### Explore the material
1. For each statement below, answer yes or no on whether the film review agrees with it, and quote the words of the review that decide it. (a) Cecilia teaches economics. (b) Cecilia opens her door to Kevin during the storm. (c) A police officer tells Cecilia that Kevin has been murdered.
2. Answer these questions from the film review.
(a) Which actor plays Cecilia?
(b) Who is the cinematographer?
(c) Who is Kevin's mother?
3. Copy everything in the film review from "A Common Crime is" down to "cinematographer Frederico Lastra.".

### Excerpted passage
‘A Common Crime’: Middle-Class Guilt on Display in an Unsettling Thriller
18 October, 2020A Common Crime (Un crimen común, 2020, directed by Francisco Márquez) featured on the programme of the 64th BFI London Film Festival 2020.
A Common Crime is a gripping film that starts by steering the viewer around the blind corners of a haunted mansion fairground ride. This sense of unease carries the narrative throughout the rest of Francisco Márquez’s politically conscious thriller, as a single incident pushes Cecilia (a strong performance by Elisa Carricajo) and her sanity off-track. A plain-clothed, middle-class economics professor of Marxist theory, Cecilia’s quiet yet erratic nature isolates her both from the other characters and the viewer, who is left alone to unpick the details of this suspenseful story. Cecilia, meanwhile, floats through the plot like the phantoms that plague her conscience; she appears pale and luminescent against the dark and muted colours that create the backdrop of her home, an illusion sensitively produced by cinematographer Frederico Lastra.
The story revolves around the disappearance of Kevin (a first credit for Eliot Otazo), the adolescent son of Cecilia’s housekeeper Nebe, who was being harassed by the police in the days prior to his death. During a storm, Cecilia is woken in the night by someone rapping frantically at her door. Hidden amongst the shadows of her home, Cecilia spies Kevin outside, and ignores his calls. Márquez and Tomas Downey’s script continues to be light-handed in its decoding of the story, and the next day it is revealed only through a televised breaking news programme that Kevin was brutally murdered by the police. Apposite production design plays a unique role in Cecilia’s destabilisation; objects seem to have a life of their own in her dark, plain home, which is in stark contrast to both the colour and noise of Nebe’s neighbourhood, and the white, hospital-like corridors of the university where she works.

### Stored data entries
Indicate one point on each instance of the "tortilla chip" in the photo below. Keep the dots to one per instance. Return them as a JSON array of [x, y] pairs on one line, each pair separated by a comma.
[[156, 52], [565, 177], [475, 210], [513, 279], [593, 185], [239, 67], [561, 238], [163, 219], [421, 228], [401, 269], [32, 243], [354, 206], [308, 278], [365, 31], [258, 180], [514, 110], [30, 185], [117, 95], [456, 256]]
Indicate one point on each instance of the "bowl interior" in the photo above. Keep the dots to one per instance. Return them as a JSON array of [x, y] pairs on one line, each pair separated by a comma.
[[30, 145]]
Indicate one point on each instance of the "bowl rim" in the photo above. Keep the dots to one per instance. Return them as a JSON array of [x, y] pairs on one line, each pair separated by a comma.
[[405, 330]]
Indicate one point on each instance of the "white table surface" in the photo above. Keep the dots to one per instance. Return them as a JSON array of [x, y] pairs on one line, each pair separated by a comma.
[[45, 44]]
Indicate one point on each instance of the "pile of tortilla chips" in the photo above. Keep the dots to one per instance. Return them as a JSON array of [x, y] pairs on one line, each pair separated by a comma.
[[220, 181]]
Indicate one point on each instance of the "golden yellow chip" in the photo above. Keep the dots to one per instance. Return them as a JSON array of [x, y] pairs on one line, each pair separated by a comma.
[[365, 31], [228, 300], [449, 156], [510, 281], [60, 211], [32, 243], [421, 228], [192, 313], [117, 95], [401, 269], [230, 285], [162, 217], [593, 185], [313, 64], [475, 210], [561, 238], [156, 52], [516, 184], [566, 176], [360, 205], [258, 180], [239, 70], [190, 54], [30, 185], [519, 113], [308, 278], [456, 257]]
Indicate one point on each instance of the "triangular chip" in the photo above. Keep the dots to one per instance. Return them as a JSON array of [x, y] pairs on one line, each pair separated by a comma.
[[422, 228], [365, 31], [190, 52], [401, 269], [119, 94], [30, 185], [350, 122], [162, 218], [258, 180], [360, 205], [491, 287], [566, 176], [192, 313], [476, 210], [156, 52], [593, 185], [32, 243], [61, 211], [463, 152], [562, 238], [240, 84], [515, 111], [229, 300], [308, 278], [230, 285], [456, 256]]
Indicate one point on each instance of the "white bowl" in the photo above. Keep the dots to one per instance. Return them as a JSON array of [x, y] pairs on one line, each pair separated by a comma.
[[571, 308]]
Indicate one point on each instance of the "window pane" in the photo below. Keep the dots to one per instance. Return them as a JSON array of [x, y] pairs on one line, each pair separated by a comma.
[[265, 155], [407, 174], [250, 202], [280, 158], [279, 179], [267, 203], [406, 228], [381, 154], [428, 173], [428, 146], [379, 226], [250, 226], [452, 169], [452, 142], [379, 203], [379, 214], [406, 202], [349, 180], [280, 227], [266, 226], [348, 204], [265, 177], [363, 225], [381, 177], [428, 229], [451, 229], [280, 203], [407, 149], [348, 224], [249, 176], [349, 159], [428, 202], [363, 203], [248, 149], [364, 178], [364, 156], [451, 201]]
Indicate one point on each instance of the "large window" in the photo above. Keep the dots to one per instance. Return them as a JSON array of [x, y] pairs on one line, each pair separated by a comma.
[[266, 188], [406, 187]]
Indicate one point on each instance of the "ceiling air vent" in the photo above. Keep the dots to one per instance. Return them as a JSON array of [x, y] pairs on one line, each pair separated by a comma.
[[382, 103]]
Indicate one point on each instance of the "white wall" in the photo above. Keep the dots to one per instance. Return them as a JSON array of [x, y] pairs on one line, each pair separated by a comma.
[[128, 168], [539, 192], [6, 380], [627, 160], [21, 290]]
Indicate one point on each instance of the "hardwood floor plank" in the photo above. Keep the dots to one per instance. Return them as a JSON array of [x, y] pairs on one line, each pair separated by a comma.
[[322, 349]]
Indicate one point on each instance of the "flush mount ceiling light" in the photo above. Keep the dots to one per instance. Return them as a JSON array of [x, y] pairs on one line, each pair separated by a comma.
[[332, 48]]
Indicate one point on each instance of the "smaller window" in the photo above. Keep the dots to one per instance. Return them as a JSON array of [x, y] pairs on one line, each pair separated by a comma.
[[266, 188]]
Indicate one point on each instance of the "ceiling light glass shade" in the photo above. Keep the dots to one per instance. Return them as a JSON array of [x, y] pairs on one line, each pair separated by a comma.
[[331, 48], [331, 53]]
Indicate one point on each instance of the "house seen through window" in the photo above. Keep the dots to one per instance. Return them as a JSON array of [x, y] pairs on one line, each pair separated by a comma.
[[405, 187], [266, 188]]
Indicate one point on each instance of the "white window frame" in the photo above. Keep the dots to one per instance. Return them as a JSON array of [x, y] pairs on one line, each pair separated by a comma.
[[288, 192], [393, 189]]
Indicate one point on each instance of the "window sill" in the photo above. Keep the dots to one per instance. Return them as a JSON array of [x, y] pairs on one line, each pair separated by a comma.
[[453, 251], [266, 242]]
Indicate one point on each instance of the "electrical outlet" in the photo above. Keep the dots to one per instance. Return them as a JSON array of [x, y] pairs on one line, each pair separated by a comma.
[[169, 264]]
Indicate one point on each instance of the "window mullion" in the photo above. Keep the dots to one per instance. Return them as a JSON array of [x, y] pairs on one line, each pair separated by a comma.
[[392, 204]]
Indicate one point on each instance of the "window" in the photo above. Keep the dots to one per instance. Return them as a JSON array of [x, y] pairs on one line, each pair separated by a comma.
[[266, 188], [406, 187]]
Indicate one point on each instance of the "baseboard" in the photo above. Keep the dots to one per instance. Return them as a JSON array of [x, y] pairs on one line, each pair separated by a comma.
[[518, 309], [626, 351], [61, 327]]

### Solved tasks
1.
(a) Yes: "A plain-clothed, middle-class economics professor of Marxist theory"
(b) No: "Cecilia spies Kevin outside, and ignores his calls."
(c) No: "it is revealed only through a televised breaking news programme that Kevin was brutally murdered by the police"

2.
(a) Elisa Carricajo
(b) Frederico Lastra
(c) Nebe, Cecilia's housekeeper

3.
A Common Crime is a gripping film that starts by steering the viewer around the blind corners of a haunted mansion fairground ride. This sense of unease carries the narrative throughout the rest of Francisco Márquez’s politically conscious thriller, as a single incident pushes Cecilia (a strong performance by Elisa Carricajo) and her sanity off-track. A plain-clothed, middle-class economics professor of Marxist theory, Cecilia’s quiet yet erratic nature isolates her both from the other characters and the viewer, who is left alone to unpick the details of this suspenseful story. Cecilia, meanwhile, floats through the plot like the phantoms that plague her conscience; she appears pale and luminescent against the dark and muted colours that create the backdrop of her home, an illusion sensitively produced by cinematographer Frederico Lastra.